> _DATA SUPPLIED_:
---*---

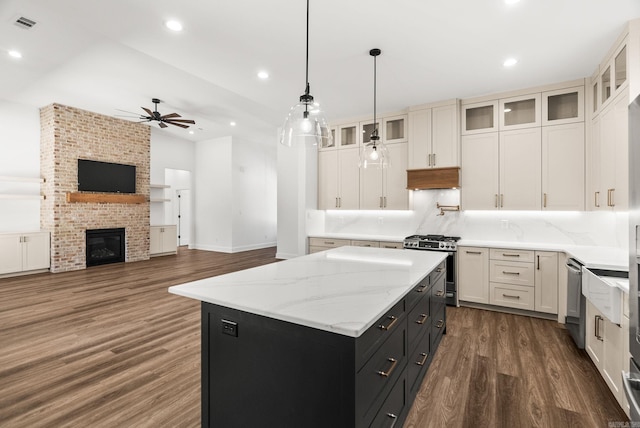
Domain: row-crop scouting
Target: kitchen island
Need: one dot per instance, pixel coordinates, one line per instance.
(340, 338)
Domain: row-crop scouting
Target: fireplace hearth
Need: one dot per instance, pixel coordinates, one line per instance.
(105, 246)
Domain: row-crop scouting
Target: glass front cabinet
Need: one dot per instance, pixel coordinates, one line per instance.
(479, 117)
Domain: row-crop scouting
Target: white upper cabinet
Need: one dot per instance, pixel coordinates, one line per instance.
(563, 106)
(394, 129)
(520, 112)
(434, 137)
(479, 117)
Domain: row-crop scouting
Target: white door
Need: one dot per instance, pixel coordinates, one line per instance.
(184, 216)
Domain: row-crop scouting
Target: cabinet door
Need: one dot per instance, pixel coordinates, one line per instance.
(520, 112)
(473, 274)
(613, 357)
(444, 136)
(328, 180)
(348, 179)
(169, 239)
(546, 282)
(36, 251)
(420, 139)
(10, 253)
(594, 338)
(479, 118)
(394, 129)
(155, 240)
(563, 167)
(563, 106)
(395, 195)
(479, 171)
(520, 173)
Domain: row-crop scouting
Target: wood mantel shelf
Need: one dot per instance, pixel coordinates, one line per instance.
(112, 198)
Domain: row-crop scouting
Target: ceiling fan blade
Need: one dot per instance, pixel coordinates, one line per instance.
(181, 121)
(170, 115)
(178, 124)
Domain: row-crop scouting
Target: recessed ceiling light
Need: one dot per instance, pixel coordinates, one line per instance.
(173, 25)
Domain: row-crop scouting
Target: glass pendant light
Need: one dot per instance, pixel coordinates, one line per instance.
(374, 154)
(305, 120)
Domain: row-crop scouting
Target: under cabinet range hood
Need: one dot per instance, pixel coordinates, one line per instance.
(433, 178)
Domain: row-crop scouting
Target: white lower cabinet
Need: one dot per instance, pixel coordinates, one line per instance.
(23, 252)
(163, 240)
(512, 278)
(604, 342)
(473, 274)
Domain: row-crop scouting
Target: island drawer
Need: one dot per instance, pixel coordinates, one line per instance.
(371, 339)
(377, 376)
(328, 242)
(511, 296)
(418, 292)
(418, 321)
(418, 363)
(512, 255)
(516, 273)
(393, 406)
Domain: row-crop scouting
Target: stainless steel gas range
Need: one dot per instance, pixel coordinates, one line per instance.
(439, 243)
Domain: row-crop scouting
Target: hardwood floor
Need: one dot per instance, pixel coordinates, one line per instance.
(110, 347)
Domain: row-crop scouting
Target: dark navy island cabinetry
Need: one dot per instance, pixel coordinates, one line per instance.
(261, 371)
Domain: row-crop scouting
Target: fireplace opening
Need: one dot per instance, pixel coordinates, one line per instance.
(105, 246)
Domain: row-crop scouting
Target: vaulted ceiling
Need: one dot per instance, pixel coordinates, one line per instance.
(117, 54)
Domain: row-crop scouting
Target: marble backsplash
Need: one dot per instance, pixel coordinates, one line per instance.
(559, 227)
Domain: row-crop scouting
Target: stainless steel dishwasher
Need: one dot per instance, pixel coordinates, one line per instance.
(576, 303)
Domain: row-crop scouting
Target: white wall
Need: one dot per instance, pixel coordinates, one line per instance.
(19, 156)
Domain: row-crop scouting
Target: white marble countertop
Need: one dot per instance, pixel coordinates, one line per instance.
(359, 237)
(343, 290)
(609, 258)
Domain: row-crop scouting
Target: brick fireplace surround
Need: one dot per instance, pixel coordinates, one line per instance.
(68, 134)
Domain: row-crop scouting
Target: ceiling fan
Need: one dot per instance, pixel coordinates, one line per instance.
(163, 120)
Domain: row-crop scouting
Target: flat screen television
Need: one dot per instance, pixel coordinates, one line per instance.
(95, 176)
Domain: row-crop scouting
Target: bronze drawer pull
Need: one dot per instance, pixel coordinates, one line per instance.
(422, 319)
(510, 296)
(388, 327)
(424, 359)
(393, 362)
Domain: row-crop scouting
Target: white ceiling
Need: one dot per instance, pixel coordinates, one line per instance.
(116, 54)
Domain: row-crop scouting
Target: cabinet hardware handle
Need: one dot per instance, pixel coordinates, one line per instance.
(393, 362)
(424, 359)
(510, 296)
(422, 319)
(388, 327)
(395, 419)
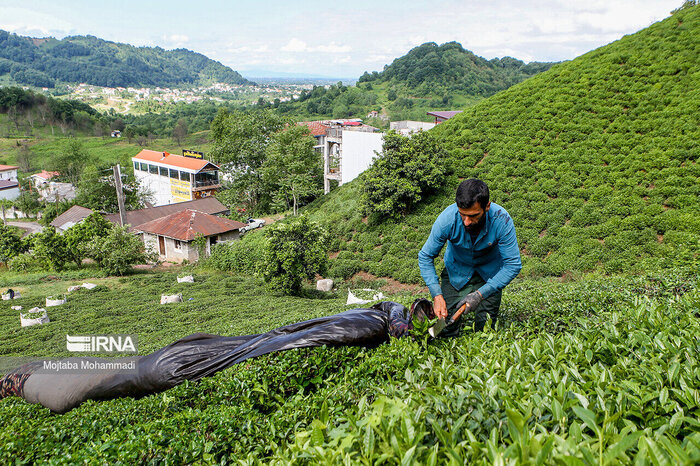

---*---

> _SET TASK_: Pull out every line of the listing that contains the string "door", matching case exactly.

> _RESPONSE TO THIS TASK_:
Target: white door
Target: cabinet door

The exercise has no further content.